Reproduce every record below exactly as written, leaving out any pictures.

- EXCERPTED RECORDS:
☆ ☆ ☆ ☆ ☆ ☆ ☆

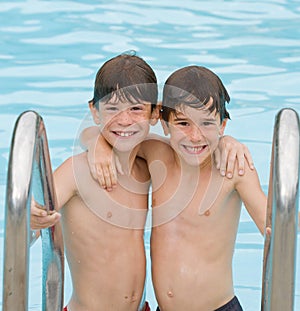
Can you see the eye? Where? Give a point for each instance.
(183, 123)
(137, 108)
(111, 109)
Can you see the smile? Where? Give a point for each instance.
(124, 134)
(194, 150)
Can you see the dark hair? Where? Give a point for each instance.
(127, 76)
(194, 86)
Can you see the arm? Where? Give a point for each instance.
(229, 153)
(252, 195)
(103, 163)
(65, 188)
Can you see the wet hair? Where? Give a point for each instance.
(129, 78)
(194, 86)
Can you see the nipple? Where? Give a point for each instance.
(207, 213)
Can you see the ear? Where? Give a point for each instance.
(165, 127)
(94, 112)
(222, 127)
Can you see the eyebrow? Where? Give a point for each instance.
(184, 118)
(117, 103)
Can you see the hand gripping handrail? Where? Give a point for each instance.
(278, 288)
(29, 155)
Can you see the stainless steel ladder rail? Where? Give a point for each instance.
(29, 154)
(278, 288)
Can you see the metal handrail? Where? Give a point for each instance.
(29, 166)
(278, 288)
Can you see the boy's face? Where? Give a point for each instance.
(124, 124)
(195, 133)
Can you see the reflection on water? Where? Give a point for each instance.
(51, 50)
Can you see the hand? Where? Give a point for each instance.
(40, 219)
(228, 153)
(104, 164)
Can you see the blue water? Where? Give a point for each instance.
(51, 50)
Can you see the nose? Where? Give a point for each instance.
(195, 134)
(124, 118)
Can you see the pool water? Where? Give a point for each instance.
(51, 50)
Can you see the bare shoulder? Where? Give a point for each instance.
(157, 148)
(141, 171)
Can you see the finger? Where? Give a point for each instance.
(241, 163)
(249, 158)
(107, 178)
(217, 158)
(230, 164)
(93, 171)
(223, 163)
(37, 222)
(100, 176)
(113, 175)
(118, 166)
(37, 210)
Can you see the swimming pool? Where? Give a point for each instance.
(50, 51)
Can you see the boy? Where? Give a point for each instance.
(202, 236)
(103, 232)
(87, 192)
(195, 210)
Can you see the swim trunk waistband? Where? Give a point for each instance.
(232, 305)
(146, 307)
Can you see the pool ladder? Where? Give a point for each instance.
(30, 173)
(278, 287)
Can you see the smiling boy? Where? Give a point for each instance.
(192, 247)
(103, 232)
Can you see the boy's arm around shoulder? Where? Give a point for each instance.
(65, 188)
(253, 197)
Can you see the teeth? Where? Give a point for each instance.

☆ ☆ ☆ ☆ ☆ ☆ ☆

- TASK RESULT:
Can you see the eye? Where? Give a point for each instance.
(183, 123)
(137, 108)
(111, 109)
Can you see the smile? Where? Give a point for each instance.
(124, 134)
(194, 150)
Can you see the dark hair? Where? Give a point for each instance.
(127, 76)
(194, 86)
Can you see the arm? Where? Give a point for each instance.
(229, 153)
(252, 195)
(103, 163)
(65, 188)
Can you see the wet hair? Where? Give a point for each instance.
(129, 78)
(194, 86)
Can you see the nipple? Where? Give a point for each instance.
(207, 213)
Can you see the ear? Where? Give a point for each instance.
(165, 127)
(94, 112)
(222, 127)
Can you see the eyebrow? Where? Give a point for each instance.
(184, 118)
(117, 103)
Can you see the hand gripping handrail? Where? Give a point for each instance.
(278, 288)
(29, 155)
Can you see the stainless steel ladder rail? Where? Give a point for each instance.
(29, 154)
(278, 288)
Can you see the metal handrail? Where? Give a point for each instance.
(29, 166)
(278, 288)
Can you see the boy's face? Where? Give a point for each instance.
(124, 124)
(195, 133)
Can you see the reflection on water? Where? Give a point for each instance.
(51, 50)
Can you see the hand? Where? Give a point for each instance.
(40, 219)
(228, 153)
(104, 164)
Can you see the blue water? Where? Give a point for each instance.
(51, 50)
Can you see the nose? Where? Give a point for each instance.
(195, 134)
(124, 118)
Can you see the pool water? Where? Give a point for each instance.
(51, 50)
Can you see the bare shoulder? Where? Give a point for each instance.
(157, 148)
(141, 171)
Can you see the finger? Where? Give a point for each instance.
(241, 163)
(249, 158)
(107, 178)
(217, 158)
(230, 164)
(93, 171)
(223, 163)
(37, 222)
(100, 176)
(113, 175)
(118, 166)
(37, 210)
Can you see the swimming pool? Where? Give a point for each instance.
(50, 51)
Can you see the boy? Where? Give a point for each instance.
(202, 236)
(103, 232)
(87, 192)
(195, 210)
Can you see the swim trunk waistband? Where? Give a point for each instance.
(232, 305)
(146, 307)
Can you see the pool ladder? Where? Give a point for each instance.
(30, 173)
(278, 287)
Can you see the smiling boy? Where? Give a point for each instance.
(192, 247)
(103, 232)
Can you see the boy's arm around shoulder? Where? Give a point for each instance.
(65, 188)
(253, 197)
Can you see the teeth? Where? Give a point for each instance.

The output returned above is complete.